### ARTIGO
========================================

As alunas que contam suas histórias, pública ou anonimamente, sempre dizem conhecer mais casos de mulheres que sofreram o mesmo mas não quiseram se expor. E um dos comentários mais frequentes é: mas por que elas ficam caladas? Os homens que fazem isso são criminosos, e merecem punição, então por que elas não denunciam?
Essa pergunta não tem resposta simples, mas ultimamente a TV americana se esforçou para respondê-la.
No episódio 6×08, “Red Zone”, de “The Good Wife”, Alicia é chamada pelo seu irmão para auxiliar uma estudante universitária vítima de estupro. Durante uma audiência interna, a aluna, Jody, não tem direito a advogado, precisa confrontar seu agressor, e acaba sendo mais questionada pelas figuras de autoridade da universidade do que o contrário.
É apenas com a ajuda silenciosa de Alicia, que assiste ao procedimento e envia instruções para a aluna via mensagens de texto por baixo da mesa, que ela consegue virar o jogo. E é só após ameaçar a universidade com um processo que a escola expulsa o aluno agressor – com acusações menores, em nada relacionadas à violência sexual.
Alicia diz à aluna que elas podem continuar com a ação contra a escola, mas a estudante desiste. Fica claro que o processo pelo qual ela passou – que deveria existir para protegê-la – exigia demais dela. Na universidade fictícia, havia uma “parede do estupro”, na qual 60 vítimas haviam escrito os nomes dos seus agressores, anonimamente.
Quantas haviam tentado fazer o mesmo que Jody, mas falharam por não ter a ajuda de alguém poderoso como Alicia? Apesar do fim melancólico da trama, Jody recebeu uma resposta mais consistente do que a maioria das estudantes reais que apareceram nas notícias.
The Good Wife, Scandal e Elementary abordaram o tema de mulheres que sofreram caladas
Recentemente, no episódio 4×07, “Baby Made a Mess”, “Scandal” trouxe à série o ex-marido de Abby, que batia nela quando eles eram casados. Ele surge como um candidato ao Senado prestes a receber apoio da Casa Branca, onde Abby trabalha. Abby luta contra a situação à sua maneira, recebe ajuda de Olivia – que tenta garantir que a oponente dele ganhe a eleição – mas sempre chega à mesma conclusão: ela não quer se expor como vítima, pois ela sabe que no minuto em que o fizer, será estigmatizada e julgada da mesma forma que seu agressor. É preciso que um outro assessor vaze a história para que o candidato deixe a corrida eleitoral. E Abby questiona Olivia sobre o que acontece com as mulheres que protagonizam escândalos depois que eles passam.
Logo depois, foi a vez de “Elementary” questionar esses temas, de um jeito que serviu ainda para dar mais profundidade a uma personagem nova que chegou à série com uma história própria de abuso. Após ter sido vítima de um sequestrador que a torturou e estuprou, a nova protegida de Sherlock, Kitty, veio para Nova York pois queria começar de novo.

========================================

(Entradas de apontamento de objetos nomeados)
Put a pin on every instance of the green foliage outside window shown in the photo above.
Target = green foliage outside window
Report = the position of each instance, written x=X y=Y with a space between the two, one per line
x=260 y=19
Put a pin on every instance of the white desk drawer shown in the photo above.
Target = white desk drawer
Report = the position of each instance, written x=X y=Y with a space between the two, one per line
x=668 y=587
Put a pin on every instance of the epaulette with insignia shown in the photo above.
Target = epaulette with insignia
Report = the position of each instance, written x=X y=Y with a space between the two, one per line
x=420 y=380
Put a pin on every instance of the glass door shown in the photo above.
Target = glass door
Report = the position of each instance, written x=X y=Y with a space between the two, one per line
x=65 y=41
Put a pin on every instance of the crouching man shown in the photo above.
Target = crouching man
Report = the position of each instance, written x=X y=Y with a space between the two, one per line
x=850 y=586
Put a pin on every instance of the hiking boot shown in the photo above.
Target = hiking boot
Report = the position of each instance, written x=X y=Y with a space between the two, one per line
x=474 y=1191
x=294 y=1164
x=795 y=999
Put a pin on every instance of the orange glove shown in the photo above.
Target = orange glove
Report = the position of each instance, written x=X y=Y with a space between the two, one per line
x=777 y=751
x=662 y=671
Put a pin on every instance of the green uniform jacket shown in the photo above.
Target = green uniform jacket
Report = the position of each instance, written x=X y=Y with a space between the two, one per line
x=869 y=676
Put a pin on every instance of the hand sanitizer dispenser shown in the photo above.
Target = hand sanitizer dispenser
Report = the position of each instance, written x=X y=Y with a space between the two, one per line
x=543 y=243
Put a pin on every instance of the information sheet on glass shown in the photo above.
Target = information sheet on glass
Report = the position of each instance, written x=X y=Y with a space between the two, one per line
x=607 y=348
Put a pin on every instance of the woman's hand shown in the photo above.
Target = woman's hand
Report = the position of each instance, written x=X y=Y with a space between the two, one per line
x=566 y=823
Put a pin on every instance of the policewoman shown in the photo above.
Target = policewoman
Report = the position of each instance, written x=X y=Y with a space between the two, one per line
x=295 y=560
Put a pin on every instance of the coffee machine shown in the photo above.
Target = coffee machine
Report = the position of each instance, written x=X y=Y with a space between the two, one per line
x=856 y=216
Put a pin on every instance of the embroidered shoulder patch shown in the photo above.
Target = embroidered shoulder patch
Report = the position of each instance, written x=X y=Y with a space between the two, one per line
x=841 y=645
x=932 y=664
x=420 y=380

========================================

### QUESTÃO CURTA A
Responda com base no artigo sobre séries de TV e mulheres que sofreram violência:
(i) Qual é o título do episódio 6×08 de "The Good Wife"?
(ii) Quantas vítimas haviam escrito os nomes dos agressores na "parede do estupro"?
(iii) A qual cargo o ex-marido de Abby é candidato?
### QUESTÃO CURTA B
Transcreva do artigo o trecho que começa nas palavras "As alunas que"; pare depois de "que o contrário.".
### QUESTÃO CURTA C
Dê seguimento ao artigo sobre séries americanas e mulheres vítimas de abuso, escrevendo o trecho seguinte à última frase apresentada.
Os registros vêm de outra fonte, sem relação com o artigo.

### RESPOSTA A
(i) "Red Zone".
(ii) 60 vítimas.
(iii) Ao Senado.

### RESPOSTA B
As alunas que contam suas histórias, pública ou anonimamente, sempre dizem conhecer mais casos de mulheres que sofreram o mesmo mas não quiseram se expor. E um dos comentários mais frequentes é: mas por que elas ficam caladas? Os homens que fazem isso são criminosos, e merecem punição, então por que elas não denunciam?
Essa pergunta não tem resposta simples, mas ultimamente a TV americana se esforçou para respondê-la.
No episódio 6×08, “Red Zone”, de “The Good Wife”, Alicia é chamada pelo seu irmão para auxiliar uma estudante universitária vítima de estupro. Durante uma audiência interna, a aluna, Jody, não tem direito a advogado, precisa confrontar seu agressor, e acaba sendo mais questionada pelas figuras de autoridade da universidade do que o contrário.

### RESPOSTA C
No episódio 3×05, “Rip Off”, a filha policial de Gregson, o capitão da NYPD, é agredida por um outro policial com a qual ela teve um relacionamento. Mas ela não quer que a agressão se torne pública, pois sabe que será vista como vítima pelo resto da NYPD, e isso prejudicaria sua carreira. Como alguém que nunca passou por situação parecida, Gregson não consegue entender.
A importância da TV mostrar casos que normalmente ficam ocultos. Faz pensar sobre o assunto e questionar como agir e quem ouvir da próxima vez que encontrar algum tipo de injustiça
É aí que Kitty intervém para explicar a ele como era insuportável ser vista apenas como vítima mesmo por pessoas que a queriam ajudar. Diz que cabe à filha dele decidir se expor ou não, pois é ela que vai sofrer as consequências. No fim, Gregson entende e respeita a decisão da filha – e descobre que Kitty se adiantou e ameaçou o policial agressor, fazendo com que ele deixe a NYPD.
Quando o sistema oficial, que deveria proteger essas mulheres, falha tão repetidamente, elas acabam com poucas opções. Ou se expõem e carregam um fardo publicamente – como faz a estudante com seu colchão na Columbia – ou se silenciam.
Com sorte, elas encontram uma Alicia para mandar mensagens por baixo da mesa, uma Kitty para agir off-screen ou um assessor para vazar informações, e assim conseguem obter algum tipo de justiça também silenciosa. Mas isso só acontece quando elas têm apoio de outras pessoas que acreditam nelas e entendem o que elas estão passando, da forma que o sistema não faz. Em um mundo sem Alicias e Kittys, quem faz esse papel?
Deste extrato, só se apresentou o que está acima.